● **Instruksi**
Tolong kutip kata demi kata bagian artikel tentang dampak geopolitik bagi Indonesia di antara "Jakarta, CNBC Indonesia" dan "langsung akan berdampak.", termasuk kedua batas itu.

● **Kutipan Teks**

Banyak Negara Dilanda Demo & Konflik, RI Harus Hati-Hati Nih

Efrem Siregar, CNBC Indonesia
19 November 2019 16:04
Kasus Chile menjadi pelajaran persoalan geopolitik harus jadi pertimbangan saat menjalin kerja sama.
Foto: (Foto AP / Esteban Felix)
Jakarta, CNBC Indonesia - Sejumlah negara di belahan dunia tengah dilanda konflik. Kondisi ini bersamaan dengan tren ekonomi global yang sedang melambat.

Wakil Ketua Umum Kadin bidang Hubungan Internasional Shinta Kamdani mengatakan kondisi geopolitik mesti menjadi pertimbangan Indonesia sebelum menentukan pasar ekspor yang dituju. Indonesia di bawah Presiden Joko Widodo berupaya untuk meningkatkan ekspor dan investasi masuk ke Tanah Air.

Dampak geopolitik terhadap perekonomian dapat dilihat dari kasus Chile yang sedang dilanda krisis politik dan ekonomi. KTT Kerjasama Ekonomi Asia-Pasifik (APEC) batal digelar di Chile. Sedangkan Indonesia juga punya perdagangan bebas dengan Chile, sehingga secara langsung akan berdampak.

"Seperti Chile, kita semua anggota APEC dibatalkan di Chile, padahal kita punya CEPA dengan Chile," kata Shinta di sela Rakernas Kadin bidang Hubungan Internasional di Menara Kadin, Jakarta, Selasa (19/11/2019).

Menurut Shinta, kemungkinan apapun bisa terjadi termasuk ke Indonesia. Sehingga pemerintah perlu berhati-hati dalam mengeluarkan kebijakan agar kondisi politik dalam negeri tetap stabil. Sinta mengaku cukup percaya pemerintah saat ini bisa menjaga kestabilan politik di dalam negeri.

"Apa fokus kita mau penetrasi ke market mana, mana yang bisa kita ambil investasi FDI. Ini kenapa kita perlu sinergi dengan pemerintah."

"Kalau data yang kita dapat dan tidak diketahui dan pemerintah jalan satu arah ini tidak ada gunanya. Itu kenapa semua perlu diluruskan," kata Shinta.

Isu geopolitik mencuat setelah Menteri Luar Negeri Retno Marsudi mengungkapkan kondisi politik negara lain yang tidak stabil dipicu akibat persoalan ekonomi. Pada kesempatan yang sama, Retno mengatakan, ada yang merupakan konflik lama dan konflik baru.

● **Daftar Catatan**
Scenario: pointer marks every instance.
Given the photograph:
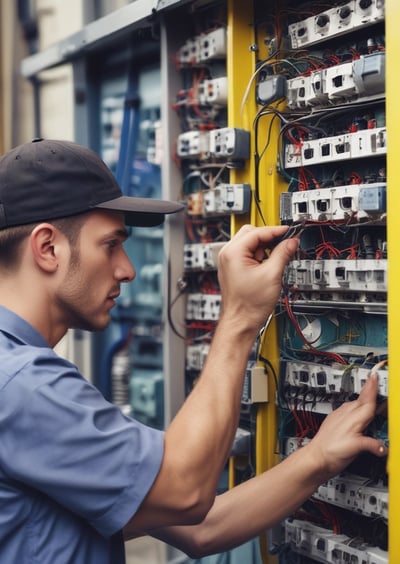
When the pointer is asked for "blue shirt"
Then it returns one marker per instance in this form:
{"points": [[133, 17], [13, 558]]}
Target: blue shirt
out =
{"points": [[73, 468]]}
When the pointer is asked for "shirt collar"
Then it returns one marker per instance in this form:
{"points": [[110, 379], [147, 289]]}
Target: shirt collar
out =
{"points": [[20, 329]]}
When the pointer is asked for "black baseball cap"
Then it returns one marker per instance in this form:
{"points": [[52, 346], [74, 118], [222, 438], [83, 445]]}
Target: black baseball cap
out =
{"points": [[50, 179]]}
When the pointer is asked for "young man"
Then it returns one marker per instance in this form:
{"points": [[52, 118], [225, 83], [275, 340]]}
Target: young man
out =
{"points": [[76, 475]]}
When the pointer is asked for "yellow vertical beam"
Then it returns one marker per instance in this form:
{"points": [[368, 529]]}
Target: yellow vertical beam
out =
{"points": [[393, 231], [240, 64]]}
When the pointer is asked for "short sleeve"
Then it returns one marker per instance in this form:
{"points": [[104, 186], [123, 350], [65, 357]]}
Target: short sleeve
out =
{"points": [[61, 437]]}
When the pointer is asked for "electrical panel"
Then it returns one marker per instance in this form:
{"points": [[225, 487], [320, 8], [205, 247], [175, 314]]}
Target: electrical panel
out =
{"points": [[323, 79], [315, 160], [207, 151]]}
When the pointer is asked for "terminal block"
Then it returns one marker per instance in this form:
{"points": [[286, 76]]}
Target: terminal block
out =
{"points": [[342, 19], [361, 144], [358, 275], [324, 545], [230, 143], [356, 79], [199, 256], [349, 203], [355, 493], [332, 379]]}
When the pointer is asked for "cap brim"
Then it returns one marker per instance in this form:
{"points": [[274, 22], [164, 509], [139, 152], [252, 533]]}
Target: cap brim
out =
{"points": [[142, 212]]}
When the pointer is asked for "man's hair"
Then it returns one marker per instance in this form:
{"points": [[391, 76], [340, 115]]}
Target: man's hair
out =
{"points": [[11, 239]]}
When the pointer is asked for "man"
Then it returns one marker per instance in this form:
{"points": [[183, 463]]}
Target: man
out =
{"points": [[76, 475]]}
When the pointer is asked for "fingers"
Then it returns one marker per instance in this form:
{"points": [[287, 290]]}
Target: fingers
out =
{"points": [[374, 446]]}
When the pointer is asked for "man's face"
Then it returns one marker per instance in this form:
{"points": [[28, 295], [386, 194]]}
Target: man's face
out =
{"points": [[96, 269]]}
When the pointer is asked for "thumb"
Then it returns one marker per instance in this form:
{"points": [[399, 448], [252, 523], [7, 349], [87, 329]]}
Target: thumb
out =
{"points": [[283, 252]]}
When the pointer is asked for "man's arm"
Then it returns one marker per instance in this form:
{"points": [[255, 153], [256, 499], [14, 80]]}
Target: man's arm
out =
{"points": [[254, 506], [199, 439]]}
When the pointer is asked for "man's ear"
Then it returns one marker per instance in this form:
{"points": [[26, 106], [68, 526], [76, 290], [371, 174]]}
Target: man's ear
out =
{"points": [[45, 240]]}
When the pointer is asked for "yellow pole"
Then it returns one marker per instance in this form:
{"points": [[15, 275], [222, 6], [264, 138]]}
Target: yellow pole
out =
{"points": [[393, 235], [242, 109]]}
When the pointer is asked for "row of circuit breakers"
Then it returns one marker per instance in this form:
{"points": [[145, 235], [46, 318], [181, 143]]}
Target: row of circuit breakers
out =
{"points": [[324, 82]]}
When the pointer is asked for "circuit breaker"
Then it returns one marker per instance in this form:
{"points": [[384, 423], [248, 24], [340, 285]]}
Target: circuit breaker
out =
{"points": [[332, 314]]}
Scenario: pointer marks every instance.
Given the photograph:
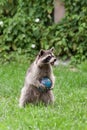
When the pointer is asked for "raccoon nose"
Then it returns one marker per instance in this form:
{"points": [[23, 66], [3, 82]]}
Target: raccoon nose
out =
{"points": [[54, 59]]}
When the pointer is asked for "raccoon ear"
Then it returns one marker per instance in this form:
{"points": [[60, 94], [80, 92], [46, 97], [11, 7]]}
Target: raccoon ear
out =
{"points": [[41, 52], [52, 49]]}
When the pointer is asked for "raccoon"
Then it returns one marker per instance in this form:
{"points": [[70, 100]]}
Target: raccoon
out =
{"points": [[41, 67]]}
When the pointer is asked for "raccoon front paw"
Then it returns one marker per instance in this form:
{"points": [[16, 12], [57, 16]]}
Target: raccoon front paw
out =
{"points": [[42, 87]]}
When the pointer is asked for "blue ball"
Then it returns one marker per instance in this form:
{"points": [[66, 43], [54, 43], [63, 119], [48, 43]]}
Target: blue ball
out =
{"points": [[46, 82]]}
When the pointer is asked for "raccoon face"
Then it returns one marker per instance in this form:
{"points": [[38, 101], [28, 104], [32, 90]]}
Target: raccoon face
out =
{"points": [[46, 57]]}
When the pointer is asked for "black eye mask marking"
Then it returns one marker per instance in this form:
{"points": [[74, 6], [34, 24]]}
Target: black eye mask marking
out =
{"points": [[47, 59]]}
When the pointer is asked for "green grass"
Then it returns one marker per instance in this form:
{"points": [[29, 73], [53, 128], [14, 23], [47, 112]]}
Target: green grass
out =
{"points": [[69, 111]]}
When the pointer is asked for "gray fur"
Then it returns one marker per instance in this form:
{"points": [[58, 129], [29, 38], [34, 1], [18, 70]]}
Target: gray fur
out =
{"points": [[38, 70]]}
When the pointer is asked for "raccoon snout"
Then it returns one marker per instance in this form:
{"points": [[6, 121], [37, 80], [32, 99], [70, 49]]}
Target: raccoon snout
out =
{"points": [[55, 60]]}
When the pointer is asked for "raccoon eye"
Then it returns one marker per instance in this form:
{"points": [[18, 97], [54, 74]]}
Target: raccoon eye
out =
{"points": [[49, 57]]}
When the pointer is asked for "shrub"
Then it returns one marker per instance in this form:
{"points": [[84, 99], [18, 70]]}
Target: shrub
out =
{"points": [[28, 26]]}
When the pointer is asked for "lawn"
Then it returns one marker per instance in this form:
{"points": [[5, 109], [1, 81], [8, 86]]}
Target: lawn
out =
{"points": [[69, 111]]}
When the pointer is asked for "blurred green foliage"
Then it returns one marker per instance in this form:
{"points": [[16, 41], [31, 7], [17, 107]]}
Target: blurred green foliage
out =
{"points": [[26, 26]]}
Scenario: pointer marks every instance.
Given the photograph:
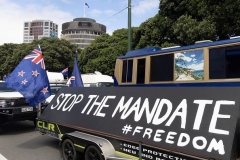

● **Penyelesaian Soal**
Jakarta, CNBC Indonesia - Sejumlah negara di belahan dunia tengah dilanda konflik. Kondisi ini bersamaan dengan tren ekonomi global yang sedang melambat.

Wakil Ketua Umum Kadin bidang Hubungan Internasional Shinta Kamdani mengatakan kondisi geopolitik mesti menjadi pertimbangan Indonesia sebelum menentukan pasar ekspor yang dituju. Indonesia di bawah Presiden Joko Widodo berupaya untuk meningkatkan ekspor dan investasi masuk ke Tanah Air.

Dampak geopolitik terhadap perekonomian dapat dilihat dari kasus Chile yang sedang dilanda krisis politik dan ekonomi. KTT Kerjasama Ekonomi Asia-Pasifik (APEC) batal digelar di Chile. Sedangkan Indonesia juga punya perdagangan bebas dengan Chile, sehingga secara langsung akan berdampak.